- _WHAT NEEDS TO BE DONE_
Word for word, transcribe the data below.

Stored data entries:

^^^^

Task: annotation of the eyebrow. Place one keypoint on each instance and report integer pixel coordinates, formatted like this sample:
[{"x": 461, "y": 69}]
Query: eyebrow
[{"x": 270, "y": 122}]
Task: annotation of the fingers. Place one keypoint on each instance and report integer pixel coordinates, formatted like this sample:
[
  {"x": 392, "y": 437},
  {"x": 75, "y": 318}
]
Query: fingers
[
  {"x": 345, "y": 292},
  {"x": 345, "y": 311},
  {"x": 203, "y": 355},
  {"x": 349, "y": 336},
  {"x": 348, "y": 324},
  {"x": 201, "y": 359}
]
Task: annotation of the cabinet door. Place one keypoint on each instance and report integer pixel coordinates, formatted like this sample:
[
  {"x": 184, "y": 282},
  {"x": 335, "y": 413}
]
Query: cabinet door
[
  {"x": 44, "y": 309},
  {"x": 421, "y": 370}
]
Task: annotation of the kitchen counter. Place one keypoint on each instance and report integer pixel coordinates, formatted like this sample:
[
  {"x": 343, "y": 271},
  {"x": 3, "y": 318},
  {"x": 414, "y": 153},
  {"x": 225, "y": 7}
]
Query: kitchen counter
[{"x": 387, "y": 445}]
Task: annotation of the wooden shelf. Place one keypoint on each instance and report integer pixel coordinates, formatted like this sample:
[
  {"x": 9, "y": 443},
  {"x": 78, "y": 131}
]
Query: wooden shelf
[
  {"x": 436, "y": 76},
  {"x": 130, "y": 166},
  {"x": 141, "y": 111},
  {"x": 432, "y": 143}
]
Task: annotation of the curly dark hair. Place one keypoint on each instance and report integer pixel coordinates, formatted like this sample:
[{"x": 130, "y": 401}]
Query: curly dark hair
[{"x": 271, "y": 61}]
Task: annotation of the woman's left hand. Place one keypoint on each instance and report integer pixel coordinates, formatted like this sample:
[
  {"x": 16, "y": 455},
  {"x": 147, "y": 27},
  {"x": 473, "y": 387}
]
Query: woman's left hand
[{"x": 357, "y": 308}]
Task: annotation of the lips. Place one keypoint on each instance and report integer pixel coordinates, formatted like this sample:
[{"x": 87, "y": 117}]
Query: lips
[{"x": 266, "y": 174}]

^^^^

- _SOLUTION_
Task: annotation of the eyebrow. Place one keypoint on each instance and report integer pixel coordinates, formatted like this sample:
[{"x": 461, "y": 69}]
Query: eyebrow
[{"x": 270, "y": 122}]
Task: annotation of the fingers. Place one keypoint on each instance and report integer pixel coordinates, formatted like this sample:
[
  {"x": 392, "y": 437},
  {"x": 75, "y": 318}
]
Query: fingers
[
  {"x": 345, "y": 292},
  {"x": 345, "y": 311},
  {"x": 203, "y": 355},
  {"x": 349, "y": 336},
  {"x": 348, "y": 324},
  {"x": 201, "y": 359}
]
Task: annotation of the cabinet door. Place one keypoint on each instance and report integer pixel coordinates, formatted like this sample:
[
  {"x": 184, "y": 282},
  {"x": 335, "y": 413}
]
Query: cabinet door
[
  {"x": 44, "y": 309},
  {"x": 421, "y": 370}
]
Task: annotation of the kitchen counter. Place one keypoint on each instance and report integer pixel coordinates, formatted like this sample:
[
  {"x": 343, "y": 271},
  {"x": 3, "y": 318},
  {"x": 414, "y": 153},
  {"x": 225, "y": 7}
]
Query: kitchen counter
[{"x": 387, "y": 445}]
Task: annotation of the wooden shelf. Place one keypoint on each instance and report integer pixel coordinates, formatted like this sample:
[
  {"x": 9, "y": 443},
  {"x": 78, "y": 131}
]
Query: wooden shelf
[
  {"x": 436, "y": 76},
  {"x": 130, "y": 166},
  {"x": 141, "y": 111},
  {"x": 432, "y": 143}
]
Task: annotation of the curly dark hair. Place one keypoint on each instance and report integer pixel coordinates, formatted like this sample:
[{"x": 130, "y": 401}]
Query: curly dark hair
[{"x": 271, "y": 61}]
Task: annotation of the woman's left hand. Place one keypoint on each instance and report integer pixel coordinates, formatted like this sample:
[
  {"x": 16, "y": 455},
  {"x": 147, "y": 27},
  {"x": 473, "y": 387}
]
Query: woman's left hand
[{"x": 357, "y": 308}]
Task: annotation of the lips. Place one keypoint on each instance and report integer pixel coordinates, formatted like this sample:
[{"x": 87, "y": 117}]
Query: lips
[{"x": 266, "y": 174}]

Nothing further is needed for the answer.